Stated task
Put the lines of the records below into a numbered list, leaving out blank lines and the pictures.

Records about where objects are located
+ + + + +

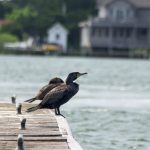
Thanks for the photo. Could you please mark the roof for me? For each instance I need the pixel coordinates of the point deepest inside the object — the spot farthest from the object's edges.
(136, 3)
(56, 26)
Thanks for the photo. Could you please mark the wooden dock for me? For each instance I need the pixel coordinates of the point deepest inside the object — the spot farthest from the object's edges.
(42, 129)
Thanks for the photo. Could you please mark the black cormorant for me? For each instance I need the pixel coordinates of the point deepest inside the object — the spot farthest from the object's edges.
(60, 94)
(44, 90)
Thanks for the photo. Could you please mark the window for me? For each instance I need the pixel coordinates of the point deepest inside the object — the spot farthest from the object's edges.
(120, 15)
(142, 32)
(57, 36)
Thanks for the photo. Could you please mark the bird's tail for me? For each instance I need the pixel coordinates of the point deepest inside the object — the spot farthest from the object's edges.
(30, 100)
(33, 108)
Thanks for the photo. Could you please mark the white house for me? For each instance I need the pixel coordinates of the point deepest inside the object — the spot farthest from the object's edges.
(58, 34)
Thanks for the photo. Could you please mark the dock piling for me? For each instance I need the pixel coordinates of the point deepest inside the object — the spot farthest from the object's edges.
(13, 99)
(22, 123)
(20, 141)
(18, 108)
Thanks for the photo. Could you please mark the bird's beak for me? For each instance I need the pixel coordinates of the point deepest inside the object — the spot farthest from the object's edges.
(81, 74)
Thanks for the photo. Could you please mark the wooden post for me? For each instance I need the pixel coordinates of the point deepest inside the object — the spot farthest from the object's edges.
(13, 99)
(20, 141)
(22, 123)
(18, 108)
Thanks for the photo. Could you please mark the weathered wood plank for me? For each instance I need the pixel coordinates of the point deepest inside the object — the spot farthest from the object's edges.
(42, 131)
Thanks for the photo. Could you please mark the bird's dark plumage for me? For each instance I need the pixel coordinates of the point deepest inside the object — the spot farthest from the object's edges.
(60, 94)
(44, 90)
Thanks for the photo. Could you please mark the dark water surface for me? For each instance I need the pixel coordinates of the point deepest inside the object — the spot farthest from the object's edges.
(112, 109)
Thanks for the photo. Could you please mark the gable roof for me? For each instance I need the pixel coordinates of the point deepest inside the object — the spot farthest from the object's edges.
(56, 26)
(136, 3)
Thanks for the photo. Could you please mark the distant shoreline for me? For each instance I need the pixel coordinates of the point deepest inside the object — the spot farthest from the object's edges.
(73, 54)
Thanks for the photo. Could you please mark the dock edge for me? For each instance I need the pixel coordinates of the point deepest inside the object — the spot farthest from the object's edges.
(66, 132)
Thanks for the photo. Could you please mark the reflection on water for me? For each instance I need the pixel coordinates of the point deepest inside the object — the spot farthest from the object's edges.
(111, 110)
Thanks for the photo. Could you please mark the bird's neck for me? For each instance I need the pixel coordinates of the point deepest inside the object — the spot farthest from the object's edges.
(69, 81)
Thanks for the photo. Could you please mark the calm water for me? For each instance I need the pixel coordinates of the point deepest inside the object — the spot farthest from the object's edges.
(112, 109)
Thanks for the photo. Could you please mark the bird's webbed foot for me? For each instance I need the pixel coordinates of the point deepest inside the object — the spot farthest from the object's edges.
(57, 112)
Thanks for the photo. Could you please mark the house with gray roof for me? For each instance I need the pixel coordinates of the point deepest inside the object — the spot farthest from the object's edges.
(120, 25)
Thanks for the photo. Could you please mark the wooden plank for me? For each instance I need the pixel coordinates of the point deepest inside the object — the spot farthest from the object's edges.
(42, 131)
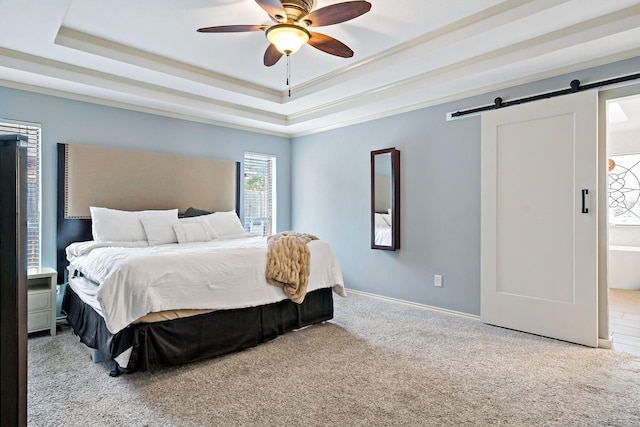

+ + + + +

Response to the task
1. Thanks for the photo. Could you please mark the roof for me? For each instance I need the pixel coordinates of the point deepest inside the object — the spot farthest from the object's edges.
2. (136, 3)
3. (56, 26)
4. Thanks for the photo. Could you please mark the wooden dock for me? For each instance I need the pixel coordinates of the point deepest inside the object — the spot farthest from the object's edges.
5. (42, 129)
6. Thanks for the photo. Could you please mark the black cormorant for me? For each instance I need the pixel coordinates of the point deepest inside the object — the spot farthest from the object's edges.
7. (60, 94)
8. (44, 90)
9. Thanks for the photo. Could you please mark the window for me? For each instance I need the pixel coordinates of the point deepest inside the object — the spot farthest from the object's edges.
10. (120, 15)
11. (142, 32)
12. (57, 36)
13. Thanks for the photo. Could you please mark the bird's tail for me? For each instance I need the pixel coordinates of the point deepest inside the object — the spot farthest from the object's edges.
14. (30, 100)
15. (33, 108)
16. Thanks for the photo. Could you please mark the white house for me? For each instance I need the pixel coordinates of the point deepest inside the object — the spot farthest from the object's edges.
17. (58, 34)
18. Thanks for the photo. Could you please mark the dock piling for me? For each instance I need the pixel coordinates of the point deepest inside the object — the spot farthest from the object's edges.
19. (13, 99)
20. (22, 123)
21. (20, 141)
22. (18, 108)
23. Thanks for the photo. Could you please mark the bird's beak for me? For each instance I need the pixel coordinates of the point deepest inside the object — the spot farthest from the object's edges.
24. (81, 74)
25. Thanks for the photo. Could you please mark the wooden post for me? For each instance I need the pixel coordinates of the point deepest inside the object — the spot farthest from the object's edges.
26. (13, 99)
27. (20, 141)
28. (22, 123)
29. (18, 108)
30. Thanks for the photo. Could you please mark the weathered wood plank for me? For each instance I need the pixel coordinates of the point deepest inside the object — the spot farthest from the object's edges.
31. (42, 131)
32. Thanks for the photo. Could you please mark the bird's dark plumage for me? For each instance I need the pixel coordinates of the point deepest inside the object — the spot farthest from the object's edges.
33. (60, 94)
34. (44, 90)
35. Thanks for the photo. Could you please mark the dark water surface for me? For each instance I need the pixel coordinates of the point deepest inside the object — the spot farthest from the object's edges.
36. (112, 109)
37. Thanks for the photo. Could you please mark the gable roof for me? For each instance I need the pixel coordinates of the point deepest inside the object — the spot farthest from the object's edges.
38. (56, 26)
39. (136, 3)
40. Thanks for the photo. Could you please mark the distant shoreline for me? For each instance I need the pixel coordinates of the point deepest inside the object — the spot farthest from the object's edges.
41. (73, 54)
42. Thanks for the photo. Could you please mark the dock edge for me? For each instance I need the pixel coordinates of the point deepest inside the object — the spot farthest from the object's edges.
43. (66, 132)
44. Thanks for the photo. Could you please mark the reflection on water for me? For each instance I need the pixel coordinates of the point deepest inside the object — the spot farthest from the object's edges.
45. (111, 110)
46. Thanks for the photo. Could you please mark the bird's neck for me? For each instance I need the pixel coordinates of the point deepest inside the object — the spot farthest from the object's edges.
47. (69, 81)
48. Thanks for the photo. Could you please mark the calm water for me? For each instance I need the pixel coordinates of the point deepest inside the object — the spot farthest from the object's edges.
49. (112, 109)
50. Thanks for the photo. Could you please mark the bird's webbed foot for me? For each instance I need the pixel coordinates of the point deepest inside the object — the spot farthest from the object's edges.
51. (57, 112)
52. Thanks for the photo. Could you please mark the house with gray roof for me? For each instance I need the pixel coordinates of the point deepest inside the object — the spot farthest from the object's edges.
53. (120, 25)
54. Thanks for the photo. Could you please mark the wooden plank for me? For each instance I need the pixel coordinates of the point deepest inside the object — the spot farthest from the object's edges.
55. (42, 131)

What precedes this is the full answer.